**Directions**.
Count the lines in the items below that contain the string "cabinet", and give only that number.

**Information shown**.
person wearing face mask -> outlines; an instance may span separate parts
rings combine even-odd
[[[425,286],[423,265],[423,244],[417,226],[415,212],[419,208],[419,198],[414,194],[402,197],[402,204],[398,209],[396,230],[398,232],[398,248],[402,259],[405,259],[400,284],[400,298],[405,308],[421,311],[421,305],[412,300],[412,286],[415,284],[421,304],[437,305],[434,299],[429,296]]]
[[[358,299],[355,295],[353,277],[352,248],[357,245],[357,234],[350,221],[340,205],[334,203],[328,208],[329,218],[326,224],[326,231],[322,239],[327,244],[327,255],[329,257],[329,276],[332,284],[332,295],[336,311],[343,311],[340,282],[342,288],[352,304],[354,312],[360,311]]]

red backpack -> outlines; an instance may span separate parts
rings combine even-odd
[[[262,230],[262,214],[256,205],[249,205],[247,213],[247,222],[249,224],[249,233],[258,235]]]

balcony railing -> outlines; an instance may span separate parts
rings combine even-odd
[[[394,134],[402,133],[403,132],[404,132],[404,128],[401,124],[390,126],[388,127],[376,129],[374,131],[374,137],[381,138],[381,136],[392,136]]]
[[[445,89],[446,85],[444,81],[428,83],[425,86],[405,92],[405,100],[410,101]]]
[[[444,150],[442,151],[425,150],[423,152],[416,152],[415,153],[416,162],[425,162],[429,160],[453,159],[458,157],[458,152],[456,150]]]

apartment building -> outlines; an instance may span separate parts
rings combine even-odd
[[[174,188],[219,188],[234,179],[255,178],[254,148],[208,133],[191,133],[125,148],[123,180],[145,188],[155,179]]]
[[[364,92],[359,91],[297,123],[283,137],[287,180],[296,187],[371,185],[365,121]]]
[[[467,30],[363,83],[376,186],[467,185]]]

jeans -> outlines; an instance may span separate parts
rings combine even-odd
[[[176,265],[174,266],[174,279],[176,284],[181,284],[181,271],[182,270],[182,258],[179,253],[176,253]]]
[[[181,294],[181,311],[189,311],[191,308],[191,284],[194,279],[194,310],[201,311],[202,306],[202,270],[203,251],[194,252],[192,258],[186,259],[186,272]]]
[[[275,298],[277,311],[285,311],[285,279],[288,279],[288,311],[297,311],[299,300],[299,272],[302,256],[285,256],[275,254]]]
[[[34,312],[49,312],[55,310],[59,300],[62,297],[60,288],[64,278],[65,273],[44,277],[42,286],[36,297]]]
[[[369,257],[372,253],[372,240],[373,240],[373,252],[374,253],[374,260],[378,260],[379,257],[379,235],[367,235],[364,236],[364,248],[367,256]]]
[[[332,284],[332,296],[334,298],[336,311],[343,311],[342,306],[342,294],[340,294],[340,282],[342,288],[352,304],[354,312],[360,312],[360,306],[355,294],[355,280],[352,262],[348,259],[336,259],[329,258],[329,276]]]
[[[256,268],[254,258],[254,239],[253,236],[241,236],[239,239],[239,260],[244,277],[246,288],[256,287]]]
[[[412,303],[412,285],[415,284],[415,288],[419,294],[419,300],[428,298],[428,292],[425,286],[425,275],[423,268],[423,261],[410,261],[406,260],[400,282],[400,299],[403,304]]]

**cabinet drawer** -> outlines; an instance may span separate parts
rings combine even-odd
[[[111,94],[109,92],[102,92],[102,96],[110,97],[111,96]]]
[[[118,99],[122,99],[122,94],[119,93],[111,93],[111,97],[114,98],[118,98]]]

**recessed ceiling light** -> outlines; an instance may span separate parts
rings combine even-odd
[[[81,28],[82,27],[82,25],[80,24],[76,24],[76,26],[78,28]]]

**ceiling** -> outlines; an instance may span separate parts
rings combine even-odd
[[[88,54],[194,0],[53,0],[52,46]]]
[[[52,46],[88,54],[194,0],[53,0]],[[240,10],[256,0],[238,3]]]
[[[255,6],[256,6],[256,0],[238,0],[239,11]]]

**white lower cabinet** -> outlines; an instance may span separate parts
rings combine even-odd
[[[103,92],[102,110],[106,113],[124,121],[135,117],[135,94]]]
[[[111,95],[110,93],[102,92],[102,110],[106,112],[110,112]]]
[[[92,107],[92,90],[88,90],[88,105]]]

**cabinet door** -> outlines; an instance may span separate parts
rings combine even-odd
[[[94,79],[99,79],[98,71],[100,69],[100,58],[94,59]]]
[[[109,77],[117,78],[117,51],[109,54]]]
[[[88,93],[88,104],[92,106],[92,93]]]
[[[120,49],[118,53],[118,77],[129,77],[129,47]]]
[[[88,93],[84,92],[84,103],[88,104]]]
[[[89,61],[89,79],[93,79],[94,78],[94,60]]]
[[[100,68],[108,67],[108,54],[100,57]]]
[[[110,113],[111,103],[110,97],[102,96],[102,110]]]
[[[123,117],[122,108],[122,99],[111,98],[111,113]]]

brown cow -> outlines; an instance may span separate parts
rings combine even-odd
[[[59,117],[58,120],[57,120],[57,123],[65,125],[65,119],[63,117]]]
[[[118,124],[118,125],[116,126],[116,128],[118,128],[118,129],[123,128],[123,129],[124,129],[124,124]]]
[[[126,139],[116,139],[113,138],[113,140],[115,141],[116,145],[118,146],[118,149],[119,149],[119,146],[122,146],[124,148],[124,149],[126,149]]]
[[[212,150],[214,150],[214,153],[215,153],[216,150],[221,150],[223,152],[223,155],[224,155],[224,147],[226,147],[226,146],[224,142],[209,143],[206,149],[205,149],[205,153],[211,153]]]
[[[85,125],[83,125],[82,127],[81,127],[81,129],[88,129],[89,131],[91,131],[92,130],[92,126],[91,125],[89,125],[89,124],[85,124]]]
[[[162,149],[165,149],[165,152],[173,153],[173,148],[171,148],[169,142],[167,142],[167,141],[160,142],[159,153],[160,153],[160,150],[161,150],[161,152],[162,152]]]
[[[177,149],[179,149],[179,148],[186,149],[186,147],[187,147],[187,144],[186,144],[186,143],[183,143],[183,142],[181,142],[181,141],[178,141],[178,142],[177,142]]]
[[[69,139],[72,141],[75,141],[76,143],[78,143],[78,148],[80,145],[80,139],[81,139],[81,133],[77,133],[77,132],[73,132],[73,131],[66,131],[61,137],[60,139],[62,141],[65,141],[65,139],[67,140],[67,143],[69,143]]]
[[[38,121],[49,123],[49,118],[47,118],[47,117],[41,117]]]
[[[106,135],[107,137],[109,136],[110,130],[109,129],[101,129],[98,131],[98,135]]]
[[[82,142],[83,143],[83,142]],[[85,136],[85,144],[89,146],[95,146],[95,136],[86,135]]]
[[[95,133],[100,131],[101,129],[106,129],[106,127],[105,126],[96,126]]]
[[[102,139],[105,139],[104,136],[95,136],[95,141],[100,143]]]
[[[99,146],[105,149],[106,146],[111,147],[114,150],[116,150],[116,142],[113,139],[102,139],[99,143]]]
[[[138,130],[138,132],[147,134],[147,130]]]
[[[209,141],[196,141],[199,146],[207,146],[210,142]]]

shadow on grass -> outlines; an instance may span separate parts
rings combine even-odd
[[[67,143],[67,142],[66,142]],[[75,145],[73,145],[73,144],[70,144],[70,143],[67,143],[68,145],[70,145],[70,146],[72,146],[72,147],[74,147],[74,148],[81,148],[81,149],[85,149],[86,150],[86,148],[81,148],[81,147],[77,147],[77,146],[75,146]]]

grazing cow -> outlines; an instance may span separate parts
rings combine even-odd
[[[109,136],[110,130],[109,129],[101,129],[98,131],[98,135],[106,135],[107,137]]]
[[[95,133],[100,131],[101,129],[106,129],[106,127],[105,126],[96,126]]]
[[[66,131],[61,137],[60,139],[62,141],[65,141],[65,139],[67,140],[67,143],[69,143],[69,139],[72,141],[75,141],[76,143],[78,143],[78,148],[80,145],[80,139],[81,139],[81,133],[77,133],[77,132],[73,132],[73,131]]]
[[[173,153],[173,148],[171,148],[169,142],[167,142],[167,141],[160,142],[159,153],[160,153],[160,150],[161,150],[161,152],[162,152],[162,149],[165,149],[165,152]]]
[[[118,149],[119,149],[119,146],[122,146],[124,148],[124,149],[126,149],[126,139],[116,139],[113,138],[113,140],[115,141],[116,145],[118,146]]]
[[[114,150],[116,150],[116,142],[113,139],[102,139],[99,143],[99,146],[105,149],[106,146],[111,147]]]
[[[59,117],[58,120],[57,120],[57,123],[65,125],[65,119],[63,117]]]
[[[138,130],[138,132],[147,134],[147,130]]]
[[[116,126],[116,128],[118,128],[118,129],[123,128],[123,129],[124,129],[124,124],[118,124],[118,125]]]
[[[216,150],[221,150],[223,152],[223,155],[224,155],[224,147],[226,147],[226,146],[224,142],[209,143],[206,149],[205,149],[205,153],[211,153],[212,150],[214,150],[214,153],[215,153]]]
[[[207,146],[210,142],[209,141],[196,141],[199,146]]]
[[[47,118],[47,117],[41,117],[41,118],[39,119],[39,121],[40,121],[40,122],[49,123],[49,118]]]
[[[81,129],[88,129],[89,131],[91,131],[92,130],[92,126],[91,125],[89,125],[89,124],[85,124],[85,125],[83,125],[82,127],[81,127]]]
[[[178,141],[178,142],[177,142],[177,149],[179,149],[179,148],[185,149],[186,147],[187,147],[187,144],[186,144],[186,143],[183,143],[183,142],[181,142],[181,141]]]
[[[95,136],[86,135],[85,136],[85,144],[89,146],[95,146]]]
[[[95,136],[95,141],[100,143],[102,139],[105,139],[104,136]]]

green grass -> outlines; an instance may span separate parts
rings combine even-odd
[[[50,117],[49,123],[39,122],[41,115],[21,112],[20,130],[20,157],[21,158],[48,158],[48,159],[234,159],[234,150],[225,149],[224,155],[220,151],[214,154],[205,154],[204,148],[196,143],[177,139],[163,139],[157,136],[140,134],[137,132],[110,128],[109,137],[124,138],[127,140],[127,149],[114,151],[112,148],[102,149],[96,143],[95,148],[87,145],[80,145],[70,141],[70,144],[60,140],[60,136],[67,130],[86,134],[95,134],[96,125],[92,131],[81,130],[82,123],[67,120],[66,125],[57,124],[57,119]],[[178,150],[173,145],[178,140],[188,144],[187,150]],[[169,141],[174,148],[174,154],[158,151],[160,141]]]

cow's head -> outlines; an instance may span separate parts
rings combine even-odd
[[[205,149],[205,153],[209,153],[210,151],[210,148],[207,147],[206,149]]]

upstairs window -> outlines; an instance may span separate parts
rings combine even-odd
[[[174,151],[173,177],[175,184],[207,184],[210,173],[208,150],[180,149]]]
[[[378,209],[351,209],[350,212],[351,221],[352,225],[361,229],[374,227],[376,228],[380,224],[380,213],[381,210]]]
---
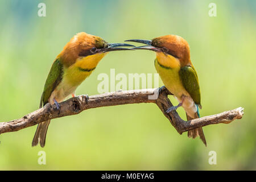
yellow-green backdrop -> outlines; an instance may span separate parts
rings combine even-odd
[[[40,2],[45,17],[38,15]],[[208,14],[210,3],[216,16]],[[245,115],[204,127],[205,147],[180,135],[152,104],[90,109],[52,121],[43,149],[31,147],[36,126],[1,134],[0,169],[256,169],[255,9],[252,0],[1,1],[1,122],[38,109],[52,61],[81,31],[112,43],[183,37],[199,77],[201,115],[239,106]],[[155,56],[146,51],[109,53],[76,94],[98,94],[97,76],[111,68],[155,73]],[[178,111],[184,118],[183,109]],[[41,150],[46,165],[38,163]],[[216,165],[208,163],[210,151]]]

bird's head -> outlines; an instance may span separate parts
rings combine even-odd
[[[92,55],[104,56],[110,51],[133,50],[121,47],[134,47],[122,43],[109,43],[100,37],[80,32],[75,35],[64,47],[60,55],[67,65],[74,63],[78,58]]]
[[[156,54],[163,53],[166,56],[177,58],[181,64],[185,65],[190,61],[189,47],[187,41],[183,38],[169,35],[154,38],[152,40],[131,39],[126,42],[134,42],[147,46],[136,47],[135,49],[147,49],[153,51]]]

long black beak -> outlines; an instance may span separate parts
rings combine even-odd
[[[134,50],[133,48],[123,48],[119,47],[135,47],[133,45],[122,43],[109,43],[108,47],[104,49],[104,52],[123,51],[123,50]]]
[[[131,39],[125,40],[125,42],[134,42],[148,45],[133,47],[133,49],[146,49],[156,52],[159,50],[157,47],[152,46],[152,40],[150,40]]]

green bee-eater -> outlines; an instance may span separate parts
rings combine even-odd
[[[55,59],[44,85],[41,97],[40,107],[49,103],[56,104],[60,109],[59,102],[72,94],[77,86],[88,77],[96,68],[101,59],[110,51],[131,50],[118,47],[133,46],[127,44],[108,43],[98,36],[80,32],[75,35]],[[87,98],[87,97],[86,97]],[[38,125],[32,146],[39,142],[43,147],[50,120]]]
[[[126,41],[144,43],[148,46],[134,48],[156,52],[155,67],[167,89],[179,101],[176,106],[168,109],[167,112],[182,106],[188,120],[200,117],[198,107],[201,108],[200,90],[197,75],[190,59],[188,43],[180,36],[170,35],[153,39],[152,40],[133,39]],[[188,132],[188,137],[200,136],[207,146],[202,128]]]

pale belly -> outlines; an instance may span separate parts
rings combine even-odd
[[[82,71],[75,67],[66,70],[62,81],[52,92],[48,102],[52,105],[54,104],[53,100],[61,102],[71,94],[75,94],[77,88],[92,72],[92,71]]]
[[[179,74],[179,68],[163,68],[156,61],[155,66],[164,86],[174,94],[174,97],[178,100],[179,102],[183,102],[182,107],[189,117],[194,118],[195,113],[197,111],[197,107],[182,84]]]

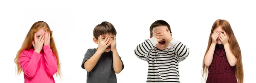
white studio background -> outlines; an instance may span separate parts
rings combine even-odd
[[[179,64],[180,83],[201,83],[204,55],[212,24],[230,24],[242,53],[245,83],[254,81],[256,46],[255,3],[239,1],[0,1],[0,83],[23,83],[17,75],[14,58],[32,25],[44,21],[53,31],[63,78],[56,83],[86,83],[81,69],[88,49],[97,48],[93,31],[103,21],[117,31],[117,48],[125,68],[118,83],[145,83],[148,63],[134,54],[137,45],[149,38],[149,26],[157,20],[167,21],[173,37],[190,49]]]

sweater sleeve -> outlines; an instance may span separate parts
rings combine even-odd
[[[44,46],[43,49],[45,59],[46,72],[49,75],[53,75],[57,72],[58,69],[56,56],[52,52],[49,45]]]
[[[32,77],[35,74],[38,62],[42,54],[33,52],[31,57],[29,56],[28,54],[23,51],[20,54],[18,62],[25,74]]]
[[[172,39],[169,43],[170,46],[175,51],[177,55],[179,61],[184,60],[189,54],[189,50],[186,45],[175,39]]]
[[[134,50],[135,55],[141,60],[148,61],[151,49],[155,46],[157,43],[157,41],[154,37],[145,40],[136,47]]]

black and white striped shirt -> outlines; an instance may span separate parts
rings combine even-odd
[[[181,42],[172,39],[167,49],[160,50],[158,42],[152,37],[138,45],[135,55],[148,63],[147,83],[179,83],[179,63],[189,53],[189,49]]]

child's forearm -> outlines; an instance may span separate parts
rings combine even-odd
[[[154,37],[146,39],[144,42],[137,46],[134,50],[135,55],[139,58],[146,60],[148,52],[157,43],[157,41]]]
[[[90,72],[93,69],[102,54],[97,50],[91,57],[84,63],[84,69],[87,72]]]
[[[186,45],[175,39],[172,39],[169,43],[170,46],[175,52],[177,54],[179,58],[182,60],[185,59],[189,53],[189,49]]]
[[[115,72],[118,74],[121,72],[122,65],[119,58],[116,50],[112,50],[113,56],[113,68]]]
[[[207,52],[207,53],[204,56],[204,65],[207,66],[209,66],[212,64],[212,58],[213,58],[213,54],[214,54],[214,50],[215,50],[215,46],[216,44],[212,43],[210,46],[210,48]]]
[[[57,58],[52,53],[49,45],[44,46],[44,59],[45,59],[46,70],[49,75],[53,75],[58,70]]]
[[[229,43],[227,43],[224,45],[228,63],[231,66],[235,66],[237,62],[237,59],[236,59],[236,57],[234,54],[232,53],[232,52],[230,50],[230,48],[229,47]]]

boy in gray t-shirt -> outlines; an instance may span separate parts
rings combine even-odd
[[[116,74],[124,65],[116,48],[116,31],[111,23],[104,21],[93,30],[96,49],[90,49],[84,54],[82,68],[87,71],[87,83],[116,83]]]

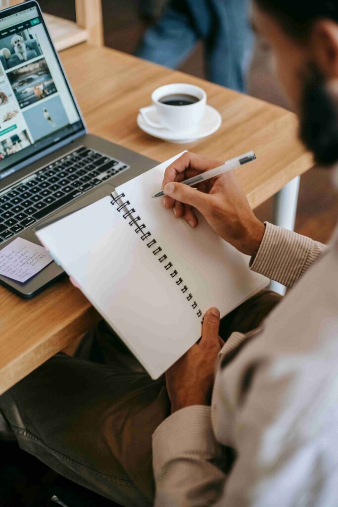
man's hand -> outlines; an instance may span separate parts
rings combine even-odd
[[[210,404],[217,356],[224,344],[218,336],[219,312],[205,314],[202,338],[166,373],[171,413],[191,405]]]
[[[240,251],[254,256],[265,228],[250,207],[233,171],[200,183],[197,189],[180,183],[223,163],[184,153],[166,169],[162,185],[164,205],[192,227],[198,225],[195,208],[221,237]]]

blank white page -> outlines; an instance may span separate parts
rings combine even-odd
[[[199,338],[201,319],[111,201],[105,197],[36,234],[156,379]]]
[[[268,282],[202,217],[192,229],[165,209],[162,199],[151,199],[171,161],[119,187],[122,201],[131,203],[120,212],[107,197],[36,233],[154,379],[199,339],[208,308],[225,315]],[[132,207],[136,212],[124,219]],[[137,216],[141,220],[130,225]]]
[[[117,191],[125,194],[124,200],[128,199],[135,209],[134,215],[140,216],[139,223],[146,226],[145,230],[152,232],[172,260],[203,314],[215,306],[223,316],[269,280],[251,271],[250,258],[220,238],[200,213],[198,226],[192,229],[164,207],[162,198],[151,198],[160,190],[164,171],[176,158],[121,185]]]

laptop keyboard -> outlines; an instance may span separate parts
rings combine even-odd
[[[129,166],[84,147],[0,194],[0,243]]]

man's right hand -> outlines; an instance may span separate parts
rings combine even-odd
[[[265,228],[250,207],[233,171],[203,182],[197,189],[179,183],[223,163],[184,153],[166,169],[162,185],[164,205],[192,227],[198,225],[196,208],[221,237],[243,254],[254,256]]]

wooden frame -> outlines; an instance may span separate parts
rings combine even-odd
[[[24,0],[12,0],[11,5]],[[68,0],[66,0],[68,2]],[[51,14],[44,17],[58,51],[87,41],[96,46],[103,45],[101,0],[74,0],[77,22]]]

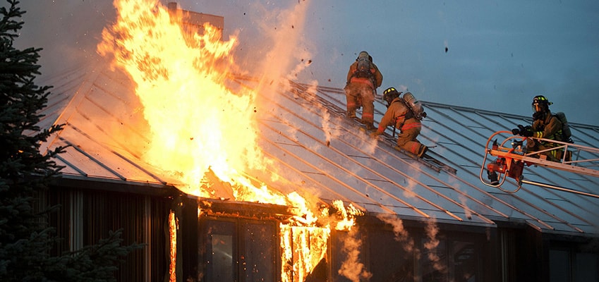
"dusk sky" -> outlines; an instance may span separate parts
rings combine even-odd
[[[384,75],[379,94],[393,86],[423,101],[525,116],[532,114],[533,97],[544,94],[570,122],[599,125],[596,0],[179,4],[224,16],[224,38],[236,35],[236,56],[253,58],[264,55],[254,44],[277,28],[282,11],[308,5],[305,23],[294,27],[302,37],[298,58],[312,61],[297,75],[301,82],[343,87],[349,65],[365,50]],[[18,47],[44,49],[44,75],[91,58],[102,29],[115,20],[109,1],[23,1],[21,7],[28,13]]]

**Solution for this exercise**.
3